• _RECORDS FOR THIS TASK_
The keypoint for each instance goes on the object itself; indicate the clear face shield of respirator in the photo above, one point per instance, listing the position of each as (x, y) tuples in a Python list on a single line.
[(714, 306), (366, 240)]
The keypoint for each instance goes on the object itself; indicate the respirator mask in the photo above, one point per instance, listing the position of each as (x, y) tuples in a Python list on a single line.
---
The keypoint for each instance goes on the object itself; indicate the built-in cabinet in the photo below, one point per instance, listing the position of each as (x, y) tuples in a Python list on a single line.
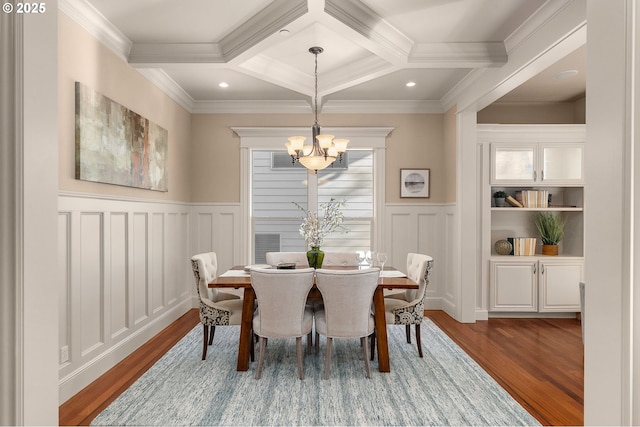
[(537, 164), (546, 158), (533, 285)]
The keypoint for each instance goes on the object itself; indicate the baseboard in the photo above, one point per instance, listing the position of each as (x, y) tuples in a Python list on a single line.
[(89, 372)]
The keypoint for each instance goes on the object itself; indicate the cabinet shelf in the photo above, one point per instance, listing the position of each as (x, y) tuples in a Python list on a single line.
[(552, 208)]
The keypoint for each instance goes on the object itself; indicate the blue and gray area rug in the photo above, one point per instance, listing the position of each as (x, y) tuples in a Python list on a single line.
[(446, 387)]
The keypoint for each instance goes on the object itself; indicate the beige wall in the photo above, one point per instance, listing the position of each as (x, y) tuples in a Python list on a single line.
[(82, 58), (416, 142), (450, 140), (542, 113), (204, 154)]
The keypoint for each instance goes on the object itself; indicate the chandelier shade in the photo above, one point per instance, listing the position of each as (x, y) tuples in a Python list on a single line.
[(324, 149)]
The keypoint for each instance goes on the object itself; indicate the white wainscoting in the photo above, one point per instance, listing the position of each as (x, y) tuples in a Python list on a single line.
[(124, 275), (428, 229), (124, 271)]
---
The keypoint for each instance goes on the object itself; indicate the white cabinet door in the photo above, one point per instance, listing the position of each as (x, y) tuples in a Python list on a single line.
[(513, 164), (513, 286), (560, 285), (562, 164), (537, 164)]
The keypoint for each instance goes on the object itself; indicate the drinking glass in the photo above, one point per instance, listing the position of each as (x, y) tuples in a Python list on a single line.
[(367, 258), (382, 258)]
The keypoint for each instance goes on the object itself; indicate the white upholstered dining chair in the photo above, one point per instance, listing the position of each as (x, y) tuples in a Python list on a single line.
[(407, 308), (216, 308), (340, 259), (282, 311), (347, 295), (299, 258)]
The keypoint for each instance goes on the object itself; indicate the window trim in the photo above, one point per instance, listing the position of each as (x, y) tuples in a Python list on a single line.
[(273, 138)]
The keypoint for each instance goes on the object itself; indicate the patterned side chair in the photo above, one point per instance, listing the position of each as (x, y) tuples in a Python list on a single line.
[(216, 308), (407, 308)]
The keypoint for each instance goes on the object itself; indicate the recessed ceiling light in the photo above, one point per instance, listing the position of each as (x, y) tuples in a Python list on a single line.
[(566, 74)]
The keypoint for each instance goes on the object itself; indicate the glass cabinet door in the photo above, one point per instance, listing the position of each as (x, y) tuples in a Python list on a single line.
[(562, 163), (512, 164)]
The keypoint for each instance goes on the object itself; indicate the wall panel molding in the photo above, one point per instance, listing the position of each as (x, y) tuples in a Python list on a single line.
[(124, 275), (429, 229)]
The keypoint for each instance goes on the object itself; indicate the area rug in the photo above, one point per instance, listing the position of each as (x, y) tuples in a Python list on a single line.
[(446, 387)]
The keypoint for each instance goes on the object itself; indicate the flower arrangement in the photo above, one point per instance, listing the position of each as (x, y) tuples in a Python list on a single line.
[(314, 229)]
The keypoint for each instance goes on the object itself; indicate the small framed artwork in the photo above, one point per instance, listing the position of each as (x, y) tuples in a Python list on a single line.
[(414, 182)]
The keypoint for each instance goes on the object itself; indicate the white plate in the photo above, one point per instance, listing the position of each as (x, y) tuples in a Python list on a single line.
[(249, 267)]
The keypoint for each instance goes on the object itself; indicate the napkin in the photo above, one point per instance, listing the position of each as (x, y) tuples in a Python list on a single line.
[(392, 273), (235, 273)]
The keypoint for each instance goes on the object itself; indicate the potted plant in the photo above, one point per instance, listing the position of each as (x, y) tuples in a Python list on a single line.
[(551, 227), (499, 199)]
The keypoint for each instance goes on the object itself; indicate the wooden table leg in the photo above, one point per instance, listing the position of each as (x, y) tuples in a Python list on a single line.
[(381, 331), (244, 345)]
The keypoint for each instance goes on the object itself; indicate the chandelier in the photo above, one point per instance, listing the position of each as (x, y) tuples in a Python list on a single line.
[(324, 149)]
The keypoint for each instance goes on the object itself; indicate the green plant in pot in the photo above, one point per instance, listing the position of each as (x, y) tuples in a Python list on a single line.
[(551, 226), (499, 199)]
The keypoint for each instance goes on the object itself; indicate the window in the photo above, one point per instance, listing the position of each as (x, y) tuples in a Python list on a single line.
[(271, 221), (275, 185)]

• _ACTIVITY_
From the records above, give again exactly the lines running from the line with "indicate the clear" to the line with "indicate the respirator", inclusive.

• _SOLUTION FOR THIS PROBLEM_
The keypoint for each instance goes on the object itself; indicate the clear face shield of respirator in the photo above, one point per instance, listing the position of each as (x, y) tuples in a Python list on a single line.
[(714, 306), (366, 240)]
The keypoint for each instance goes on the object itself; indicate the respirator mask in the photo above, one point per instance, listing the position of each as (x, y) tuples in a Python list on a single line.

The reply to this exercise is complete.